EXERCISE.
Can you format every line below as a Markdown table with the columns "Number" and "Line", leaving out blank lines and the pictures?

DATA SUPPLIED.
╔══

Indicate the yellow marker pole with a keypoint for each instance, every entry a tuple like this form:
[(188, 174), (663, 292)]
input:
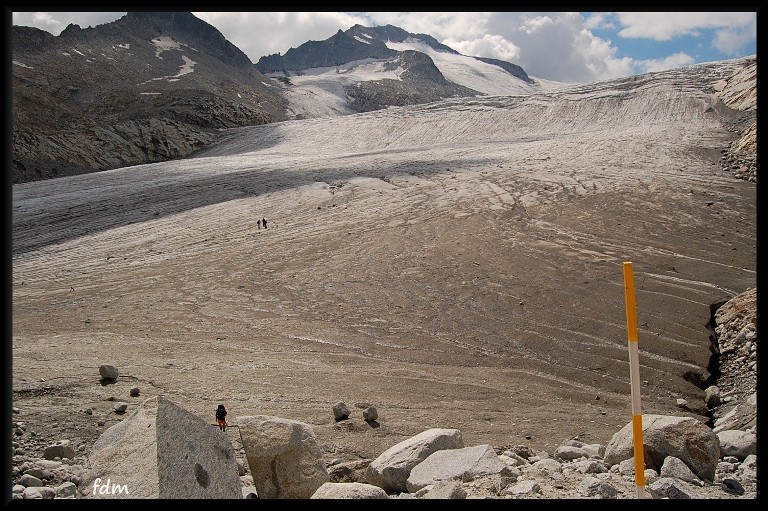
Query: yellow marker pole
[(634, 378)]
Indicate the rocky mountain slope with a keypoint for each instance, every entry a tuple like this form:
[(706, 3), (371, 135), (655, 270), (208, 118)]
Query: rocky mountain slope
[(369, 68), (157, 86), (148, 87), (456, 264)]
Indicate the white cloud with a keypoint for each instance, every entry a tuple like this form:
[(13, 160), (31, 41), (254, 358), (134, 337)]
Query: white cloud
[(730, 41), (663, 26), (558, 46), (494, 46)]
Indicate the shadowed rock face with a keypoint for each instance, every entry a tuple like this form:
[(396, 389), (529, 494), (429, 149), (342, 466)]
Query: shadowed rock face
[(457, 264), (162, 451), (148, 87)]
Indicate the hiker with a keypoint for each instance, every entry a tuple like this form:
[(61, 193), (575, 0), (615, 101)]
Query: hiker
[(221, 417)]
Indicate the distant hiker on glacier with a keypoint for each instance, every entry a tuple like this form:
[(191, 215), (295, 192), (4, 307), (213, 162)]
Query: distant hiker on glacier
[(221, 417)]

╚══

WORKED SOLUTION.
| Number | Line |
|---|---|
| 1 | Indicate the yellow marker pole with a keypoint for each instance, every entry a tuple like this form: |
| 2 | [(188, 174), (663, 292)] |
| 3 | input: |
| 4 | Query: yellow marker pole |
| 5 | [(634, 378)] |
| 6 | Indicate the rocky mountain slope with a keypoint for each instance, every entry a tuple like this form: |
| 7 | [(706, 3), (371, 135), (655, 270), (208, 118)] |
| 8 | Query: rocky mountain slope |
| 9 | [(369, 68), (157, 86), (148, 87), (456, 264)] |
| 10 | Indicate the white cloud with a keypoint for each instance, every entry a tuple like this form: |
| 11 | [(13, 160), (31, 41), (254, 358), (134, 337)] |
| 12 | Query: white cloud |
| 13 | [(730, 41), (663, 26), (558, 46), (494, 46)] |
| 14 | Indicate the shadowed rock face with a keypoint for each instance, every entry a tuple like this form: |
| 15 | [(396, 389), (529, 494), (429, 149), (342, 466)] |
| 16 | Query: shadowed rock face |
| 17 | [(457, 264), (162, 451), (148, 87)] |
| 18 | Indicate the hiker with a keypoint for each instance, every entry a tuple like this form: |
| 19 | [(61, 193), (575, 0), (615, 101)] |
| 20 | Query: hiker |
| 21 | [(221, 417)] |
| 22 | Indicate the distant hiker on glacier with a keypoint for each instance, every entry a tuple like this form: |
| 23 | [(191, 215), (295, 192), (4, 307), (213, 162)] |
| 24 | Query: distant hiker on glacier |
| 25 | [(221, 417)] |